> Passage shown
****************
A balance constraint demands that all partitions have about equal weights. Let \(\mu \) be the average partition weight: \(\mu := w_V(V)/k\). For a balanced graph partitioning it must hold that \(\forall i \in \{1,\cdots ,k\} :w_V(V_i) \le (1+\epsilon )\cdot \mu \), where \(\epsilon \in \mathbb {R}_{\ge 0}\) is a given imbalance parameter to specify a tolerable degree of imbalance (depending on the application).

2.1 Partitioning Algorithm

Partitioning a graph into k partitions of roughly equal size such that the total cut is minimized is NP-complete [12]. Heuristics, especially the multilevel partitioning framework [4, 13], are used in practice to solve the problem.

The multilevel graph partitioning framework consists of three phases: (1) coarsening the graph, (2) finding an initial partitioning of the coarse graph, and (3) uncoarsening the graph and projecting the coarse solution to the finer graphs. In the coarsening phase, a series of smaller graphs is derived from the input graph. Coarsening is commonly implemented by contracting a subset of vertices and replacing it with a single vertex. Parallel edges are replaced by a single edge with the accumulated weight of the parallel edges. Contracting vertices like this implies that a balanced partitioning on the coarse level represents a balanced partitioning on the fine level with the same total cut. Different strategies exist to select vertices to be contracted. Finding a matching is a tradeoff between using heavy edges (and hence reducing the final cut) and keeping uniform vertex weights (and hence improving partition balance). The coarsening ends when the coarsest graph is sufficiently small to be initially partitioned.
****************
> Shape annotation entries
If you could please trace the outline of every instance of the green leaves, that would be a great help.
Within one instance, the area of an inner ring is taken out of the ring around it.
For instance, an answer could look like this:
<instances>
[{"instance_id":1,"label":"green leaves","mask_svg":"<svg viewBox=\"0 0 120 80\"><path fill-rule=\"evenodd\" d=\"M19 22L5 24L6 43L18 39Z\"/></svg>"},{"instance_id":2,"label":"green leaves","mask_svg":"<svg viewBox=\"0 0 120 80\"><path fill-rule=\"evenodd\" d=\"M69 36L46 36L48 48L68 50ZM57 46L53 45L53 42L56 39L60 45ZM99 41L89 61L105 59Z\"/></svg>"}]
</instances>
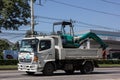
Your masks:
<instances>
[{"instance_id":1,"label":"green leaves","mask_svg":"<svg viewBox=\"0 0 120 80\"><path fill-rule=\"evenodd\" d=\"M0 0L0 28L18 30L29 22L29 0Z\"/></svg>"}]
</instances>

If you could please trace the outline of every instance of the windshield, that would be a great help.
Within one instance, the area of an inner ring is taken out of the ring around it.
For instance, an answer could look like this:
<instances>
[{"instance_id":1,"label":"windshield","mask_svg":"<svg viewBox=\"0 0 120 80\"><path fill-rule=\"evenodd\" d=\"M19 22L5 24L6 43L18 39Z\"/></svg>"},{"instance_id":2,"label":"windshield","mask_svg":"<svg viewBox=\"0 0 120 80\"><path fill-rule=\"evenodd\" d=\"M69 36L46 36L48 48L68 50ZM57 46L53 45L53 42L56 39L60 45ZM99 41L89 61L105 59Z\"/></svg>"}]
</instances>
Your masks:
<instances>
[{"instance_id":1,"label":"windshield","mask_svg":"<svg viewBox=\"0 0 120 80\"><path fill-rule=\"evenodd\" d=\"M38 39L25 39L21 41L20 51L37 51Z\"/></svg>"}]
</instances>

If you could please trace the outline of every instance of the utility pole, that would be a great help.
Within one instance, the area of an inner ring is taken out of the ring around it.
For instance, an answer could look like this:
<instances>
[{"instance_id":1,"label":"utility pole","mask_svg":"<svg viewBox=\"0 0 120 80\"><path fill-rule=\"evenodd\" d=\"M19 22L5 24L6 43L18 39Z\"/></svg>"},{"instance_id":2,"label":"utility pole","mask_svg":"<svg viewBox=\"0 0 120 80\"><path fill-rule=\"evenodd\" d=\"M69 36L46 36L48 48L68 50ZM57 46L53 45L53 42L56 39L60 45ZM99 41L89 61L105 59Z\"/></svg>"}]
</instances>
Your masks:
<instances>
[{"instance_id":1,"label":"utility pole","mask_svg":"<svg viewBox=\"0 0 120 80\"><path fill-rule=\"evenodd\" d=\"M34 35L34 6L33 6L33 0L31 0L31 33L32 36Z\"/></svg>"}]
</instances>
****************
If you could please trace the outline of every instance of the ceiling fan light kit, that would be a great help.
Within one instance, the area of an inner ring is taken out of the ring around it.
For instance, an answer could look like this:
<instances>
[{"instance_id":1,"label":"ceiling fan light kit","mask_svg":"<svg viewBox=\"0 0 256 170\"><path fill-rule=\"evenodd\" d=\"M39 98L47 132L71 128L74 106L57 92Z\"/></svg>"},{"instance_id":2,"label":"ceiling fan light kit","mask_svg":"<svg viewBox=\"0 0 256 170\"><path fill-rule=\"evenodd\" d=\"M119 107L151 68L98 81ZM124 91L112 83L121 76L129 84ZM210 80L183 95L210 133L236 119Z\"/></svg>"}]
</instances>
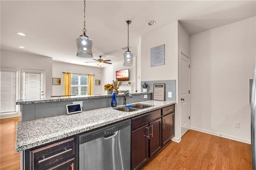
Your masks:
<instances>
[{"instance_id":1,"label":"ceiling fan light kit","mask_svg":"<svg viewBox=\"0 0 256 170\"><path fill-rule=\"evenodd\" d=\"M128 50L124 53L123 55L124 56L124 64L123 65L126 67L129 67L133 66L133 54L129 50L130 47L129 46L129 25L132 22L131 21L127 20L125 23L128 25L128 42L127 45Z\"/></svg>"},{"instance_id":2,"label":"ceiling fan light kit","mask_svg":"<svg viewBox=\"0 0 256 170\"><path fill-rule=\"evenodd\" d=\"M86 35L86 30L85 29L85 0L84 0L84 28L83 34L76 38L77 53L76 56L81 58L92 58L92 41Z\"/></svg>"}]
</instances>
****************
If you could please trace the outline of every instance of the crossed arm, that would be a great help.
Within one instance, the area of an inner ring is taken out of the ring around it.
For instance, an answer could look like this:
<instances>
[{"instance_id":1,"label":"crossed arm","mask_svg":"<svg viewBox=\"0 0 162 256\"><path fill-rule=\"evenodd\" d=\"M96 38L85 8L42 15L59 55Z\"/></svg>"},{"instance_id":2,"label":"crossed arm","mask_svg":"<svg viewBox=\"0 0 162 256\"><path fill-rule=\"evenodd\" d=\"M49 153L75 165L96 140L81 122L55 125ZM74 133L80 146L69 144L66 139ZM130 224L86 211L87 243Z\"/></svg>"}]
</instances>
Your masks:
****************
> What to do
a. In the passage on graph partitioning, what are parallel edges replaced by during coarsening?
b. Reproduce the passage on graph partitioning from "Partitioning a graph" to "solve the problem.".
The records originate from a separate source.

> Results by task
a. A single edge with the accumulated weight of the parallel edges.

b.
Partitioning a graph into k partitions of roughly equal size such that the total cut is minimized is NP-complete [12]. Heuristics, especially the multilevel partitioning framework [4, 13], are used in practice to solve the problem.